--- BEGIN The records ---
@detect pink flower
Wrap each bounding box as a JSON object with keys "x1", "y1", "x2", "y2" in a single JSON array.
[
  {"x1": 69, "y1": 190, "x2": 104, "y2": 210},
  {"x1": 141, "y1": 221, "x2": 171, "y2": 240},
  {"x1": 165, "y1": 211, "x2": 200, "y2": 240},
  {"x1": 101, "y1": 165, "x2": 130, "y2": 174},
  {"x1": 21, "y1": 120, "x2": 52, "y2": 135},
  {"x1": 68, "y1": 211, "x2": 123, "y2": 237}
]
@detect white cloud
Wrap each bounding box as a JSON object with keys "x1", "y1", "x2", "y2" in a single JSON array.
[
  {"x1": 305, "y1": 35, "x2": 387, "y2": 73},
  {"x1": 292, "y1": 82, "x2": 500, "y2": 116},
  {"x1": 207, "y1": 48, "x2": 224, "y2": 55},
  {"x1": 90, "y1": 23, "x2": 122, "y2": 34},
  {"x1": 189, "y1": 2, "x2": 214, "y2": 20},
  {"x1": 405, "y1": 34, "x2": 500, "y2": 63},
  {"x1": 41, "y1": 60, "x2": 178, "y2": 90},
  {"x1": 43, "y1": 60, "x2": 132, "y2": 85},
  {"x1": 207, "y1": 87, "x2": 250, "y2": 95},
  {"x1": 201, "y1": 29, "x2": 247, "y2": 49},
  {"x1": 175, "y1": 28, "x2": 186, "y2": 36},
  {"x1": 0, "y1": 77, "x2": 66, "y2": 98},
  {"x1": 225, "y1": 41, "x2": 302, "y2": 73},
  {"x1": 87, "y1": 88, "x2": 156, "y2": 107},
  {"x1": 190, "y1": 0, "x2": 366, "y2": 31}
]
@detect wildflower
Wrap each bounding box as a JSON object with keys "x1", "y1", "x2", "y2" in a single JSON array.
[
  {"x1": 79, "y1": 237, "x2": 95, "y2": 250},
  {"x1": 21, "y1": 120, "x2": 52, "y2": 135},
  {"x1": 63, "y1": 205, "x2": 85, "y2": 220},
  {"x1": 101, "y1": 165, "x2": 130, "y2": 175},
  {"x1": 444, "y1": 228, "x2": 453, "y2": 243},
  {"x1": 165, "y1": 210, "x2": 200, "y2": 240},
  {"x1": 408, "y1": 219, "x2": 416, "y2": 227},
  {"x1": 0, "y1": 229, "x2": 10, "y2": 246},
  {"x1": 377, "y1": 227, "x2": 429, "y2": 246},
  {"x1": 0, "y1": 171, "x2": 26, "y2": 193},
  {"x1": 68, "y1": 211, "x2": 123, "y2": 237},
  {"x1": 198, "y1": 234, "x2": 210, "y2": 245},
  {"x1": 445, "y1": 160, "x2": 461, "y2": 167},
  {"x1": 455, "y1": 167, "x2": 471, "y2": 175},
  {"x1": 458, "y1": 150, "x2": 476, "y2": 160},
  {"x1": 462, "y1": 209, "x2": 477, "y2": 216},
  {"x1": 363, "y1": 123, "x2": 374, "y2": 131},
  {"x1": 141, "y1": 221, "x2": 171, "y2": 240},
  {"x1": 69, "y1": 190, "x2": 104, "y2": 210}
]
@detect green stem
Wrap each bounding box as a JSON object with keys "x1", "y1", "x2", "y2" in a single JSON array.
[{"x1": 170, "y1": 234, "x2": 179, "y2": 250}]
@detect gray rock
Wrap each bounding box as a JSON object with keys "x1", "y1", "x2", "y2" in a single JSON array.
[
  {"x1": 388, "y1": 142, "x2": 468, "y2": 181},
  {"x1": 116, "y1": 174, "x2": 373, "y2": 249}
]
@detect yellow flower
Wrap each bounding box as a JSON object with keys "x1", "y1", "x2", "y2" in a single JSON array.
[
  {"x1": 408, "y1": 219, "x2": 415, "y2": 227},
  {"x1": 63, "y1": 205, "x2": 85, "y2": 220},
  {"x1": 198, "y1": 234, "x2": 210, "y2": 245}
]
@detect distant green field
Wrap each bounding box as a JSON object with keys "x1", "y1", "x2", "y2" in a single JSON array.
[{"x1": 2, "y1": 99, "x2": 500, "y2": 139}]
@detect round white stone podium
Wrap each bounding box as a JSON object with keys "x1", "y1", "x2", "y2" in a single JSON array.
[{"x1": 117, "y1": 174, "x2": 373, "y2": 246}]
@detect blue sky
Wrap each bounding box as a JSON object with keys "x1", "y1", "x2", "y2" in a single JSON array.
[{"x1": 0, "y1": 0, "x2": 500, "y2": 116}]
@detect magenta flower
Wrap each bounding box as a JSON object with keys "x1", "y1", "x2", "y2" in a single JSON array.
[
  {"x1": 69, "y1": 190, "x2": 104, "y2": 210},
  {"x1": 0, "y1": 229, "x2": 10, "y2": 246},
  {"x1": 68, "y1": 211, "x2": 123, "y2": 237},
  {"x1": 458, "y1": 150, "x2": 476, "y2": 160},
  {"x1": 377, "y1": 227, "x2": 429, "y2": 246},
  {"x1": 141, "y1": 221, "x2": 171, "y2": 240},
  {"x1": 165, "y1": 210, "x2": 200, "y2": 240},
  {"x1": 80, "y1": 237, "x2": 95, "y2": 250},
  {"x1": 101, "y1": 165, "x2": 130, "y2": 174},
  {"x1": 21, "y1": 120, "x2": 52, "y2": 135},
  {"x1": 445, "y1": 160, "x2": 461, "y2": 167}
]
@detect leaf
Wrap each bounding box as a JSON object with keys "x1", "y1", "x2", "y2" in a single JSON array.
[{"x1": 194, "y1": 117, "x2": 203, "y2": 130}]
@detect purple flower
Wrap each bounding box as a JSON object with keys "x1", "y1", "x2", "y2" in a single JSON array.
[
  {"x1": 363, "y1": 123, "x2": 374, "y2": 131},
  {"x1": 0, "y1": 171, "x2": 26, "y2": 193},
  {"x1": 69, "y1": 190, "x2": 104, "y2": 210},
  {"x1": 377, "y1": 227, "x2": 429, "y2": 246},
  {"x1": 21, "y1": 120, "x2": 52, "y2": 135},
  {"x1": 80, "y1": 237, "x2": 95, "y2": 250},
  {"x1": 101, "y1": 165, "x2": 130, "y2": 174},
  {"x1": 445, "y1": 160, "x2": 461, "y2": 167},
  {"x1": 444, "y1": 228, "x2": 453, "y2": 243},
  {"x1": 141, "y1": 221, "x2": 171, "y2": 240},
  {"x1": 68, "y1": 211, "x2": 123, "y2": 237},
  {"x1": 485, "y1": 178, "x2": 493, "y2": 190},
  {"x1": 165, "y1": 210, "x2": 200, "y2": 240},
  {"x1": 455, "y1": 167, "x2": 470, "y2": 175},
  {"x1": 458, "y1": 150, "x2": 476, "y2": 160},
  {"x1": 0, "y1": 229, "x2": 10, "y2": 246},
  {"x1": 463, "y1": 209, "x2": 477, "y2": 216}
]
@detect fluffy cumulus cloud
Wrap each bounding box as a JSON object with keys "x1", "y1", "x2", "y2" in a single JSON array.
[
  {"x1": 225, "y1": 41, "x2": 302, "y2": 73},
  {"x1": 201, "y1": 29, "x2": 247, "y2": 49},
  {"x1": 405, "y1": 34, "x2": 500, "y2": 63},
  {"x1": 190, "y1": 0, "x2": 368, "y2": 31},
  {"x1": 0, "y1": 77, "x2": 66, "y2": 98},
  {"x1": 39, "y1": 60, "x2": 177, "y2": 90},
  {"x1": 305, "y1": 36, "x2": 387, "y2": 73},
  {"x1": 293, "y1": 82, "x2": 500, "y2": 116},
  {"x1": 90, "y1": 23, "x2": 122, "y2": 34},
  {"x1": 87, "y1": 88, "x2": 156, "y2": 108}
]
--- END The records ---
Directions:
Write out the whole listing exactly.

Output of the task:
@detect pink flower
Wrap each bounding box as a JSON object with keys "x1", "y1", "x2", "y2" in a single JSON array.
[
  {"x1": 69, "y1": 190, "x2": 104, "y2": 210},
  {"x1": 141, "y1": 221, "x2": 171, "y2": 240},
  {"x1": 165, "y1": 211, "x2": 200, "y2": 240},
  {"x1": 101, "y1": 165, "x2": 130, "y2": 174},
  {"x1": 21, "y1": 120, "x2": 52, "y2": 135},
  {"x1": 68, "y1": 211, "x2": 123, "y2": 237}
]
@detect white cloud
Wrap each bounding box as a JSON object with keys "x1", "y1", "x2", "y2" in a single JSON array.
[
  {"x1": 305, "y1": 35, "x2": 387, "y2": 73},
  {"x1": 292, "y1": 82, "x2": 500, "y2": 116},
  {"x1": 207, "y1": 48, "x2": 224, "y2": 55},
  {"x1": 90, "y1": 23, "x2": 122, "y2": 34},
  {"x1": 189, "y1": 2, "x2": 214, "y2": 20},
  {"x1": 405, "y1": 34, "x2": 500, "y2": 63},
  {"x1": 41, "y1": 60, "x2": 178, "y2": 90},
  {"x1": 43, "y1": 60, "x2": 132, "y2": 85},
  {"x1": 207, "y1": 87, "x2": 250, "y2": 95},
  {"x1": 201, "y1": 29, "x2": 247, "y2": 49},
  {"x1": 175, "y1": 28, "x2": 186, "y2": 36},
  {"x1": 0, "y1": 77, "x2": 66, "y2": 98},
  {"x1": 225, "y1": 41, "x2": 302, "y2": 73},
  {"x1": 87, "y1": 88, "x2": 156, "y2": 107},
  {"x1": 190, "y1": 0, "x2": 366, "y2": 31}
]
@detect wildflower
Wrap each bounding box as a JSON object with keys "x1", "y1", "x2", "y2" in a single JSON array.
[
  {"x1": 79, "y1": 237, "x2": 95, "y2": 250},
  {"x1": 21, "y1": 120, "x2": 52, "y2": 135},
  {"x1": 63, "y1": 205, "x2": 85, "y2": 220},
  {"x1": 101, "y1": 165, "x2": 130, "y2": 175},
  {"x1": 444, "y1": 228, "x2": 453, "y2": 243},
  {"x1": 165, "y1": 210, "x2": 200, "y2": 240},
  {"x1": 408, "y1": 219, "x2": 416, "y2": 227},
  {"x1": 0, "y1": 229, "x2": 10, "y2": 246},
  {"x1": 377, "y1": 227, "x2": 429, "y2": 246},
  {"x1": 0, "y1": 171, "x2": 26, "y2": 193},
  {"x1": 68, "y1": 211, "x2": 123, "y2": 237},
  {"x1": 198, "y1": 234, "x2": 210, "y2": 245},
  {"x1": 445, "y1": 160, "x2": 461, "y2": 167},
  {"x1": 455, "y1": 167, "x2": 471, "y2": 175},
  {"x1": 458, "y1": 150, "x2": 476, "y2": 160},
  {"x1": 462, "y1": 209, "x2": 477, "y2": 216},
  {"x1": 363, "y1": 123, "x2": 374, "y2": 131},
  {"x1": 141, "y1": 221, "x2": 171, "y2": 240},
  {"x1": 69, "y1": 190, "x2": 104, "y2": 210}
]
@detect green stem
Wrap each bounding box as a JSON object with keys "x1", "y1", "x2", "y2" in a single JSON array.
[{"x1": 170, "y1": 234, "x2": 179, "y2": 250}]
@detect gray rock
Wrap each bounding box as a JSON object with keys "x1", "y1", "x2", "y2" in a single JSON array.
[
  {"x1": 388, "y1": 142, "x2": 468, "y2": 181},
  {"x1": 116, "y1": 174, "x2": 373, "y2": 249}
]
@detect yellow flower
Wrap each bounding box as a JSON object with keys "x1", "y1", "x2", "y2" in a single JSON array.
[
  {"x1": 408, "y1": 219, "x2": 415, "y2": 227},
  {"x1": 63, "y1": 205, "x2": 85, "y2": 220},
  {"x1": 198, "y1": 234, "x2": 210, "y2": 245}
]
@detect distant green field
Wrap each bounding box as a JSON object with keys "x1", "y1", "x2", "y2" in a single JSON array.
[{"x1": 2, "y1": 99, "x2": 500, "y2": 139}]
@detect round white stone podium
Wrap each bounding box as a JSON object with keys "x1", "y1", "x2", "y2" in a single JSON array.
[{"x1": 117, "y1": 174, "x2": 373, "y2": 246}]
@detect blue sky
Wrap each bounding box as a JSON object with keys "x1", "y1", "x2", "y2" in a single JSON array.
[{"x1": 0, "y1": 0, "x2": 500, "y2": 116}]
@detect magenta flower
Wrap each bounding box as a JSON object with keys "x1", "y1", "x2", "y2" in a single JSON array.
[
  {"x1": 69, "y1": 190, "x2": 104, "y2": 210},
  {"x1": 0, "y1": 229, "x2": 10, "y2": 246},
  {"x1": 68, "y1": 211, "x2": 123, "y2": 237},
  {"x1": 458, "y1": 150, "x2": 476, "y2": 160},
  {"x1": 377, "y1": 227, "x2": 429, "y2": 246},
  {"x1": 141, "y1": 221, "x2": 171, "y2": 240},
  {"x1": 165, "y1": 210, "x2": 200, "y2": 240},
  {"x1": 80, "y1": 237, "x2": 95, "y2": 250},
  {"x1": 101, "y1": 165, "x2": 130, "y2": 174},
  {"x1": 21, "y1": 120, "x2": 52, "y2": 135},
  {"x1": 445, "y1": 160, "x2": 461, "y2": 167}
]
@detect leaf
Wrap each bounding box as a JSON object with keys "x1", "y1", "x2", "y2" in a single JSON array.
[{"x1": 194, "y1": 117, "x2": 203, "y2": 130}]
@detect purple flower
Wrap each bounding box as a JSON object with keys "x1", "y1", "x2", "y2" in a single JSON array.
[
  {"x1": 363, "y1": 123, "x2": 374, "y2": 131},
  {"x1": 0, "y1": 171, "x2": 26, "y2": 193},
  {"x1": 69, "y1": 190, "x2": 104, "y2": 210},
  {"x1": 377, "y1": 227, "x2": 429, "y2": 246},
  {"x1": 21, "y1": 120, "x2": 52, "y2": 135},
  {"x1": 80, "y1": 237, "x2": 95, "y2": 250},
  {"x1": 101, "y1": 165, "x2": 130, "y2": 174},
  {"x1": 445, "y1": 160, "x2": 461, "y2": 167},
  {"x1": 444, "y1": 228, "x2": 453, "y2": 243},
  {"x1": 141, "y1": 221, "x2": 171, "y2": 240},
  {"x1": 68, "y1": 211, "x2": 123, "y2": 237},
  {"x1": 485, "y1": 178, "x2": 493, "y2": 190},
  {"x1": 165, "y1": 210, "x2": 200, "y2": 240},
  {"x1": 455, "y1": 167, "x2": 470, "y2": 175},
  {"x1": 458, "y1": 150, "x2": 476, "y2": 160},
  {"x1": 0, "y1": 229, "x2": 10, "y2": 246},
  {"x1": 463, "y1": 209, "x2": 477, "y2": 216}
]
@detect fluffy cumulus cloud
Wrap each bounding box as a JSON object with keys "x1", "y1", "x2", "y2" in a single JSON array.
[
  {"x1": 225, "y1": 41, "x2": 302, "y2": 73},
  {"x1": 201, "y1": 29, "x2": 247, "y2": 49},
  {"x1": 405, "y1": 34, "x2": 500, "y2": 63},
  {"x1": 190, "y1": 0, "x2": 368, "y2": 31},
  {"x1": 0, "y1": 77, "x2": 66, "y2": 98},
  {"x1": 39, "y1": 60, "x2": 177, "y2": 90},
  {"x1": 305, "y1": 36, "x2": 387, "y2": 73},
  {"x1": 293, "y1": 82, "x2": 500, "y2": 116},
  {"x1": 90, "y1": 23, "x2": 122, "y2": 34},
  {"x1": 87, "y1": 88, "x2": 156, "y2": 108}
]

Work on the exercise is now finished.